[Region labeling items]
★ ★ ★
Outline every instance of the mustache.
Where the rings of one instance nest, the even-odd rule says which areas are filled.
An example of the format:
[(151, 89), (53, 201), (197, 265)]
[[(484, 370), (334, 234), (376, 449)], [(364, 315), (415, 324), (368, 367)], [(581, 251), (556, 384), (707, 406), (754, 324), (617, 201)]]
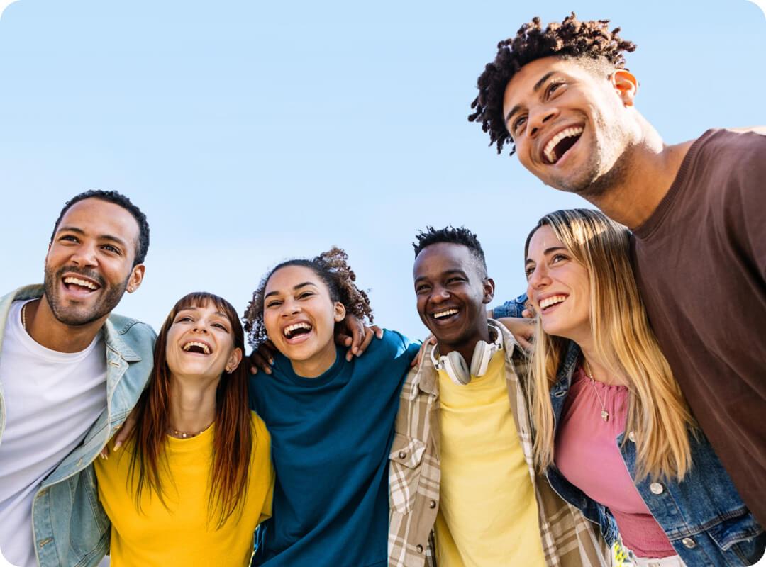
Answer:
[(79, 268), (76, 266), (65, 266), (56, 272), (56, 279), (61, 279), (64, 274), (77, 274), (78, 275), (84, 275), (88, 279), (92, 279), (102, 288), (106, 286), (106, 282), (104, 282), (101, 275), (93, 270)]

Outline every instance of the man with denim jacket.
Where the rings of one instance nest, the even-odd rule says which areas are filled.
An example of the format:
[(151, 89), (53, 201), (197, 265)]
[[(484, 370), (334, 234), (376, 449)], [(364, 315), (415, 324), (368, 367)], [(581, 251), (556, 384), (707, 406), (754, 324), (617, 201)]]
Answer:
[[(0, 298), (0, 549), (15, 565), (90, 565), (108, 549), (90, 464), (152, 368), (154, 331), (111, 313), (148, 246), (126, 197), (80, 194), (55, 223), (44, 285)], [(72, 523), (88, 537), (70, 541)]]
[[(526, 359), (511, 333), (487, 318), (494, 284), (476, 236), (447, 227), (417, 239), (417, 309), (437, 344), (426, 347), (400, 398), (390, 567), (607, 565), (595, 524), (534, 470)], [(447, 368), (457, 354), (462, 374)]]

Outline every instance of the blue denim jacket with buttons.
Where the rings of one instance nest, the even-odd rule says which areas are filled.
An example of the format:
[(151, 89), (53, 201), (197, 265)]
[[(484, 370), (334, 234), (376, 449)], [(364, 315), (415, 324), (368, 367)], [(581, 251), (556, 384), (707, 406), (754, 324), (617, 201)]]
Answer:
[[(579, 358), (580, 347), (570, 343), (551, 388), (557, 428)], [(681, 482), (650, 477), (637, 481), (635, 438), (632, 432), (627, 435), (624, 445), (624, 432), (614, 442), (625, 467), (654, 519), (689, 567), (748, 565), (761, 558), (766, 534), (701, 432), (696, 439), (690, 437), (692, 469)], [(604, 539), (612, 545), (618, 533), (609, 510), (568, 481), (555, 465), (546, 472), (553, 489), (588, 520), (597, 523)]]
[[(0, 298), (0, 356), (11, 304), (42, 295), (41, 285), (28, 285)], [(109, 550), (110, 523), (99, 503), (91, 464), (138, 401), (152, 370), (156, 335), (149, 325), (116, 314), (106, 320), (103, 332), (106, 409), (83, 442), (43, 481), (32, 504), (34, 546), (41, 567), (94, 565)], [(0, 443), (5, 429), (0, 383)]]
★ ★ ★
Repeat every line of the items above word for word, without the pictures.

Outline every instance of the mustache.
Where the rings of one instance nest, the even-odd rule says which areas are filled.
An example of the format:
[(151, 89), (53, 201), (197, 265)]
[[(484, 370), (334, 234), (376, 449)], [(364, 315), (415, 324), (368, 367)], [(581, 251), (556, 384), (707, 406), (754, 324), (617, 201)]]
Answer:
[(79, 268), (76, 266), (65, 266), (56, 272), (56, 279), (61, 279), (64, 274), (77, 274), (78, 275), (84, 275), (88, 279), (92, 279), (102, 288), (106, 286), (106, 282), (104, 282), (101, 275), (93, 270)]

Outline every instance of the man with denim jacket.
Where the rings of one instance nest, the even-odd rule says which areas are filled.
An example of the format:
[(151, 89), (53, 201), (197, 265)]
[[(484, 370), (334, 234), (376, 449)], [(364, 315), (415, 324), (368, 367)], [(581, 251), (556, 384), (707, 406), (754, 324), (617, 201)]]
Answer:
[[(0, 298), (0, 549), (15, 565), (90, 565), (108, 549), (90, 464), (152, 368), (154, 331), (111, 313), (148, 246), (126, 197), (80, 194), (55, 223), (44, 285)], [(72, 523), (88, 537), (70, 541)]]
[[(526, 359), (511, 333), (487, 318), (494, 284), (476, 236), (447, 227), (417, 239), (417, 309), (437, 344), (426, 347), (400, 398), (390, 567), (607, 565), (595, 524), (534, 470)], [(447, 368), (457, 354), (462, 374)]]

Outline every instance of the blue denim jacket with buttons.
Where the rings of one instance nest, the even-odd rule says which areas are filled.
An example of the format:
[(151, 89), (53, 201), (197, 265)]
[[(484, 370), (334, 234), (376, 449)], [(364, 315), (415, 324), (368, 367)], [(581, 251), (556, 384), (707, 406), (754, 324), (617, 201)]]
Answer:
[[(579, 358), (580, 347), (570, 343), (551, 388), (557, 428)], [(681, 482), (650, 477), (637, 481), (635, 438), (632, 432), (627, 435), (624, 445), (624, 432), (614, 442), (625, 467), (654, 519), (689, 567), (748, 565), (761, 558), (766, 534), (701, 432), (696, 439), (690, 437), (692, 469)], [(604, 539), (612, 545), (618, 533), (609, 510), (568, 481), (555, 465), (546, 472), (553, 489), (588, 520), (597, 523)]]
[[(0, 298), (0, 356), (11, 304), (42, 295), (41, 285), (28, 285)], [(109, 550), (110, 523), (99, 503), (91, 464), (138, 401), (152, 370), (156, 335), (149, 325), (116, 314), (106, 320), (103, 332), (106, 409), (83, 442), (43, 481), (32, 504), (34, 546), (41, 567), (94, 565)], [(0, 443), (5, 429), (0, 383)]]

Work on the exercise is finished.